▶ _Given text_:
◆ ◆ ◆
Half a Life
- First edition (Russian)
- Author: Kir Bulychev
- Original title: Люди как люди
- Language: Russian
- Genre: Science fiction
- Publisher: Molodaya Gvardiya (Russia) Macmillan Publishing
- Publication date: 1975
- Published in English: 1977
- Media type: Print
- ISBN: 0-02-017850-6

= Lyudi kak lyudi =

Collection of science fiction short stories

Lyudi kak lyudi (Люди как люди, literally, "People like people") (Note: The expression "Люди как люди" usually means "ordinary, normal people". Most commonly it is used in two different contexts: "people, nothing special about them" and as a form of chastising: "all people are like people, but you are <some kind of accusation>.") is a 1975 collection of 11 science fiction short stories plus one novel by Russian novelist Kir Bulychev.
In 1977, a part of it (6 stories) plus one other story was translated into English as Half a Life with an introduction by Theodore Sturgeon). In 1979, 6 stories from it plus one other story were also translated in Dutch as Mag ik Nina even?. The 1979 Spanish translation is Media vida en el espacio. In 1983 it was translated in Hungarian as Kettészakított élet. In 1992 it was republished as part of a larger anthology that included stories of other authors, including 6 short stories by Viktor Kolupaev.

==Stories==
The longest of the stories, it fact, a novel, called Half a Life (Половина жизни, 1973), tells the story of a Russian woman kidnapped by an alien spacecraft in the years following the second world war. In a distant, but unspecified future, human cosmonauts discover the alien ship floating in space, a derelict. Entering the ship, they soon realize that it was automated - run by robots with the apparent mission of collecting biologic specimens from different planets. (The purpose of this exploration remains undetermined, but one of the humans speculate that it may have been a lucky break for mankind that the ship never returned home.) One of the cosmonauts finds bits of a journal written in Russian, a diary of life aboard the spacecraft written by the abducted Russian woman, the ship's sole human occupant. Compiling the journal from bits ad pieces, the cosmonauts learn of the human author's attempts to bond with the ship's other intelligent specimens, and of their plot to escape the ship's crew of automatons. When the cosmonauts find the journal incomplete, they are forced to learn for themselves the fate of the author.
◆ ◆ ◆
▶ _Record extracts_:

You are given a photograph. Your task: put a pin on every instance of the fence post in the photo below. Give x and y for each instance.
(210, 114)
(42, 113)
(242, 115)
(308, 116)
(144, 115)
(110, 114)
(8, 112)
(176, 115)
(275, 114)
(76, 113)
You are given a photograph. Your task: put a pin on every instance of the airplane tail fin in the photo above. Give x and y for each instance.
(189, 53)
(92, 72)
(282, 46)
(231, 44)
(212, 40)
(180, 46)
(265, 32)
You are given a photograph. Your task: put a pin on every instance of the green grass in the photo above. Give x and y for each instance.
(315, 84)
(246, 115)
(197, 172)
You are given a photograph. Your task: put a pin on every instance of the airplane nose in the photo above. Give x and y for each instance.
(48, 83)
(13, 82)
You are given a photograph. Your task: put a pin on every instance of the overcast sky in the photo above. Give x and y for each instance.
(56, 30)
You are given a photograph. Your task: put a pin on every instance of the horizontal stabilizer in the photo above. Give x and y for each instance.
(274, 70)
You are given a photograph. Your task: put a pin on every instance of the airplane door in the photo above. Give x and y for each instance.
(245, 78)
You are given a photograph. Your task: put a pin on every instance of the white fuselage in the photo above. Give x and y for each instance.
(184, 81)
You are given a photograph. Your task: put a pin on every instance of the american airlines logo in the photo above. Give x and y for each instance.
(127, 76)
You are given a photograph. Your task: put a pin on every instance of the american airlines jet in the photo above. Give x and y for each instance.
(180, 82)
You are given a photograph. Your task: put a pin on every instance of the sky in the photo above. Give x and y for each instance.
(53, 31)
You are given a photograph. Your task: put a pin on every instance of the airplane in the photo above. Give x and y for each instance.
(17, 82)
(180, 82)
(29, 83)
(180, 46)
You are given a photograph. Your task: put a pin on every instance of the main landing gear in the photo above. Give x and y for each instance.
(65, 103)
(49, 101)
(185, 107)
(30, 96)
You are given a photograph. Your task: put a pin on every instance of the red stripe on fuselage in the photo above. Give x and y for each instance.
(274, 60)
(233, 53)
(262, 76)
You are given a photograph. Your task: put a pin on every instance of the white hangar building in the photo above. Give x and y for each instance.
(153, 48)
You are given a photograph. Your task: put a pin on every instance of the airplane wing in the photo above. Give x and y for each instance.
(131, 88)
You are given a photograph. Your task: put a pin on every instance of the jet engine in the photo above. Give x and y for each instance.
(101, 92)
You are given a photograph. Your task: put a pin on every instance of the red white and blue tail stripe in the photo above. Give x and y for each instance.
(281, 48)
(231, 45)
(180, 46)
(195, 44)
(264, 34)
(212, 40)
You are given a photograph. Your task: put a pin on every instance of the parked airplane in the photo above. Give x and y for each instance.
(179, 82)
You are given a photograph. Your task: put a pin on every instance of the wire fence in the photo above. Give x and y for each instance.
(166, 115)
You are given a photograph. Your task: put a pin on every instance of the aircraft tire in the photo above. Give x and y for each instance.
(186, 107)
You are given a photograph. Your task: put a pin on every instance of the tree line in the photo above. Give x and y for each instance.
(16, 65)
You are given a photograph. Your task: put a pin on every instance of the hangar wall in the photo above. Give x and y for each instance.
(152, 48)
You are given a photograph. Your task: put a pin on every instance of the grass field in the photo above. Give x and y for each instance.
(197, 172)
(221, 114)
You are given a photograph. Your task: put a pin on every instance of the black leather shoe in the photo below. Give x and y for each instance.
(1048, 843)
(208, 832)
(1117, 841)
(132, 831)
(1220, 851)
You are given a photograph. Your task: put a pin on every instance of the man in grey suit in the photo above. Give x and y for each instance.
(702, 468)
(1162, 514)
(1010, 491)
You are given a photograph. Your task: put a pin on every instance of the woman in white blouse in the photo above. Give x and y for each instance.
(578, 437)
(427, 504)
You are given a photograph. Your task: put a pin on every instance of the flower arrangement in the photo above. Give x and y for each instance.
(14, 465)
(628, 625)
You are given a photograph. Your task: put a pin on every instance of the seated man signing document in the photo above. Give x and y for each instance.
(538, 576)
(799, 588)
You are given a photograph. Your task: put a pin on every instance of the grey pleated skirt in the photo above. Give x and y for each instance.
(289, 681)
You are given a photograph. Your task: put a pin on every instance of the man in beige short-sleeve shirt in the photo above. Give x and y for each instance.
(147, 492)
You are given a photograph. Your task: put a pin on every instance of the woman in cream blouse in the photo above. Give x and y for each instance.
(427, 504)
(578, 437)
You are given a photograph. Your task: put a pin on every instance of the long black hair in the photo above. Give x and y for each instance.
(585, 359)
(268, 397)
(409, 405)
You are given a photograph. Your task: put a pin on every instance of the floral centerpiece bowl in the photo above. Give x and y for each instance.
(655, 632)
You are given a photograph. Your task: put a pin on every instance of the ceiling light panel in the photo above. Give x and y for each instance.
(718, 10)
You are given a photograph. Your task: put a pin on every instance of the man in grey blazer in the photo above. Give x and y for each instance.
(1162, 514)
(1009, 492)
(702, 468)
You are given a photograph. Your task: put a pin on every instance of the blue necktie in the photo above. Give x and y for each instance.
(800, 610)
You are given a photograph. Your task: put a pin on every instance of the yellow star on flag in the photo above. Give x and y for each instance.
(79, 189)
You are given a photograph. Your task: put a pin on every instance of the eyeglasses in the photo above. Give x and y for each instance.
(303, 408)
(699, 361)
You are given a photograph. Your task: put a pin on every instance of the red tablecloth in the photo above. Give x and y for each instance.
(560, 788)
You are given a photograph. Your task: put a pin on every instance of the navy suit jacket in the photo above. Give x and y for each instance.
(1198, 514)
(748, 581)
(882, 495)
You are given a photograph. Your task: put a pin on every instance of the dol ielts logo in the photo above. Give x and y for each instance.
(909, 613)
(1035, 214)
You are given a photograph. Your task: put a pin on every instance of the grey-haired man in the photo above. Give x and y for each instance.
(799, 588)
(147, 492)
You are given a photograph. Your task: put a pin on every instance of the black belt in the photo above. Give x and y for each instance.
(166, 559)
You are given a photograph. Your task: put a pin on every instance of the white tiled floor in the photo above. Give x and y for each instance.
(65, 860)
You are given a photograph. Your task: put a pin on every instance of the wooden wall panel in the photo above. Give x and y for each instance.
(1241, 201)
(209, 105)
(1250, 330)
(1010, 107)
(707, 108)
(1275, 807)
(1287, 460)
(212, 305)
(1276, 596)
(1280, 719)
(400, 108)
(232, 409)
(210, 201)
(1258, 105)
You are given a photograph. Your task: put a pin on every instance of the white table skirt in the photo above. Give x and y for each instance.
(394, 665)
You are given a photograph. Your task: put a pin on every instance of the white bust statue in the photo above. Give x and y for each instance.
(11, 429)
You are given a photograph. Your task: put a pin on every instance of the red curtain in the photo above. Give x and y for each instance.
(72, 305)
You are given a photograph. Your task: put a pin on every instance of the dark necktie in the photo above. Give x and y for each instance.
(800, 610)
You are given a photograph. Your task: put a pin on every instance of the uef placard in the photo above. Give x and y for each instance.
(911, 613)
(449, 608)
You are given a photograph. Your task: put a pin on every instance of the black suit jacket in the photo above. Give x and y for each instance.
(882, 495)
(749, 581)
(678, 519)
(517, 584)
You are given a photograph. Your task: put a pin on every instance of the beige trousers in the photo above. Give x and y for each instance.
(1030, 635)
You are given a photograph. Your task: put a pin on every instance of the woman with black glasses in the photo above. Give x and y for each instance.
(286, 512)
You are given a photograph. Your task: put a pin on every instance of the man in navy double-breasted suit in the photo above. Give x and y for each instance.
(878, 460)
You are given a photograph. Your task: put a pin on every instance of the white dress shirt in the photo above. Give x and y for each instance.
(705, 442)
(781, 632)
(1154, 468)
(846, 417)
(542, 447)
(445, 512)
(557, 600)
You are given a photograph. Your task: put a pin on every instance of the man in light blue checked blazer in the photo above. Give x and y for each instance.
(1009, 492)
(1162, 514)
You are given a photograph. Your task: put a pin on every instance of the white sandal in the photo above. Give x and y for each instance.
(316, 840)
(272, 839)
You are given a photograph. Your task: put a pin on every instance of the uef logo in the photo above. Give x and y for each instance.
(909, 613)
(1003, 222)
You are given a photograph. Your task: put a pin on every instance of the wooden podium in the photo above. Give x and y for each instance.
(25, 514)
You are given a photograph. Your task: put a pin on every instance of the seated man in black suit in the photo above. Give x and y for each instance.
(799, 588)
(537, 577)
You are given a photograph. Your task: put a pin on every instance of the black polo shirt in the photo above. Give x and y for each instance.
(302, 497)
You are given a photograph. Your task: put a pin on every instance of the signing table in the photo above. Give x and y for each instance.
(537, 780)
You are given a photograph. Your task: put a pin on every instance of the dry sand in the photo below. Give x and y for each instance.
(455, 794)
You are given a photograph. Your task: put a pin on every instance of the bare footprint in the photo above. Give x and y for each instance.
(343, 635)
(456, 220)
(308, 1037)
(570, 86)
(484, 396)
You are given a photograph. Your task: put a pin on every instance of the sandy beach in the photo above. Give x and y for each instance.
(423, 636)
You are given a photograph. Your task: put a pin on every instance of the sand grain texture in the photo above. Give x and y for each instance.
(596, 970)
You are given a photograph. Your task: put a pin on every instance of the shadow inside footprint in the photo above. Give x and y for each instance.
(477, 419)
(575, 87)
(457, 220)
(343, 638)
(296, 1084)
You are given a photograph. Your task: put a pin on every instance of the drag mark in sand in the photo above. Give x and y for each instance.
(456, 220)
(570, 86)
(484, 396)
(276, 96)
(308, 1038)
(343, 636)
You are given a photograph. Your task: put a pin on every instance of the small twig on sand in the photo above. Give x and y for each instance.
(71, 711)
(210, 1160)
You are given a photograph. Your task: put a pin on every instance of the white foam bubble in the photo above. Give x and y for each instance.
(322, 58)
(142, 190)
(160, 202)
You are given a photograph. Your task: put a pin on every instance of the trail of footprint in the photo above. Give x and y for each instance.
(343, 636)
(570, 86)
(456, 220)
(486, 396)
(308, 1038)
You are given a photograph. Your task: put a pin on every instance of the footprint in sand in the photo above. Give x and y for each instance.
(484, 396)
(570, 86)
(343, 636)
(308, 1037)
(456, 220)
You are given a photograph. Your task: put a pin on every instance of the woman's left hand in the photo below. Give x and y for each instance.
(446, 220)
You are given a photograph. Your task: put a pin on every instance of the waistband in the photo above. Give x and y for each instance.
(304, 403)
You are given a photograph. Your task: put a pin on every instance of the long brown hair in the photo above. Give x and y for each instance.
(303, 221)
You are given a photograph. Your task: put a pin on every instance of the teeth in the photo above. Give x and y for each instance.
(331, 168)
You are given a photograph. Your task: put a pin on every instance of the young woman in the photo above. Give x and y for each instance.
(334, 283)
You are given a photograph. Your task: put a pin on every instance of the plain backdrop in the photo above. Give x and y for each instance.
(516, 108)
◆ ◆ ◆
▶ _Exercises_:
1. Answer these questions from the Half a Life text:
(a) In what year was the collection published in English?
(b) Who wrote the introduction to the English translation?
(c) According to the cosmonauts, what ran the alien ship?
2. Please transcribe a part of the Half a Life text, beginning at the words "Lyudi kak lyudi (Люди" and stopping after the words "novelist Kir Bulychev.".

▶ _Responses to the exercise_:
1.
(a) 1977
(b) Theodore Sturgeon
(c) Robots

2.
Lyudi kak lyudi (Люди как люди, literally, "People like people") (Note: The expression "Люди как люди" usually means "ordinary, normal people". Most commonly it is used in two different contexts: "people, nothing special about them" and as a form of chastising: "all people are like people, but you are <some kind of accusation>.") is a 1975 collection of 11 science fiction short stories plus one novel by Russian novelist Kir Bulychev.